TEXT PASSAGE:
--------------------
Petitioner then expressed a desire to testify, but concerns were raised about her being under the influence and how it would impact her competency. As such, petitioner was ordered to submit to a drug screen. However, the court noted after a recess that petitioner had been "sitting over there for . . . two hours, says she can't produce." Because of petitioner's past refusals to screen, the court "deem[ed] this a refusal." The court then asked petitioner's counsel where petitioner lived, and counsel responded, "that I do not know . . . I've been told that she's homeless." Ultimately, the court found that petitioner was unwilling or unable to correct the conditions of abuse and neglect that necessitated the children's removal and that there was no reasonable likelihood she would do so in the near future. The court also found that the children's need for permanency resulted in post-termination visitation with petitioner being against their best interests and denied the same. The court then terminated petitioner's parental rights to the children.
However, the court held a "supplemental hearing" one week later so that petitioner could testify. During this hearing, the court explained that petitioner eventually submitted to a drug screen at the November 10, 2021, hearing that was "positive in several areas," including for methamphetamine. Petitioner admitted to abusing marijuana but denied having abused methamphetamine, instead suggesting that the marijuana she abused was laced with it. Petitioner claimed to have a home in Kentucky, but no evidence was introduced to corroborate her testimony. Ultimately, the court again found that termination of petitioner's parental rights was appropriate and entered the dispositional order memorializing this ruling on December 3, 2021. It is from this order that petitioner appeals.
The parents' rights were also terminated. The permanency plan for the children is adoption together in the current placement.
The Court has previously established the following standard of review:
"Although conclusions of law reached by a circuit court are subject to de novo review, when an action, such as an abuse and neglect case, is tried upon the facts without a jury, the circuit court shall make a determination based upon the evidence and shall make findings of fact and conclusions of law as to whether such child is abused or neglected. These findings shall not be set aside by a reviewing court unless clearly erroneous. A finding is clearly erroneous when, although there is evidence to support the finding, the reviewing court on the entire evidence is left with the definite and firm conviction that a mistake has been committed. However, a reviewing court may not overturn a finding simply because it would have decided the case differently, and it must affirm a finding if the circuit court's account of the evidence is plausible in light of the record viewed in its entirety." Syl. Pt. 1, In Interest of Tiffany Marie S., 196 W.Va. 223, 470 S.E.2d 177 (1996).Syl. Pt. 1, In re Cecil T., 228 W.Va. 89, 717 S.E.2d 873 (2011).
--------------------
DATASET CONTENT:
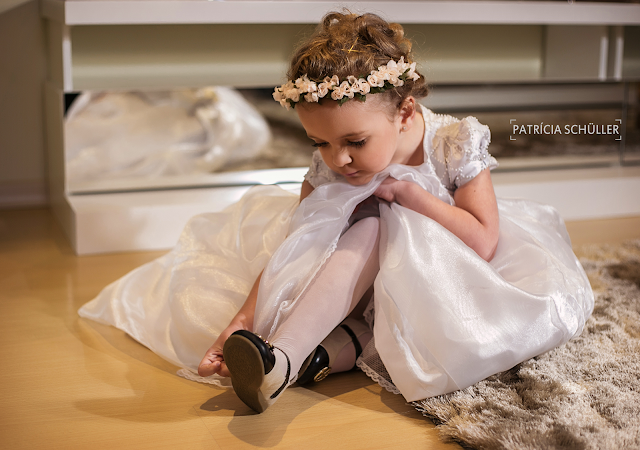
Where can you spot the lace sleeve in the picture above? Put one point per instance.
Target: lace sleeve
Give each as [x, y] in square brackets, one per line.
--------------------
Please pick up the court opinion on the termination of parental rights after its last sentence and carry it forward. The data isn't needed here.

On appeal, petitioner argues that it was error to terminate her parental rights because she is not a parent to any of the children. Petitioner argues that "[a] grandparent[']s rights are not clearly set forth in West Virginia law aside from the consideration of a request for visitation" and that "[g]randparents['] rights are secondary to parental rights." The Legislature, however, has been explicit that parents are not the only individuals that may be subject to abuse and neglect proceedings. Pursuant to West Virginia Code § 49-4-601(b),
[e]ach petition shall name as a party each parent, guardian, custodian, other person standing in loco parentis of or to the child allegedly neglected or abused and state with specificity whether each parent, guardian, custodian, or person standing in loco parentis is alleged to have abused or neglected the child.
This language makes it clear that the DHHR is required to include individuals other than parents in abuse and neglect proceedings. Here, the DHHR established not only that petitioner exercised custody over the children, but that she also, at a minimum, neglected them.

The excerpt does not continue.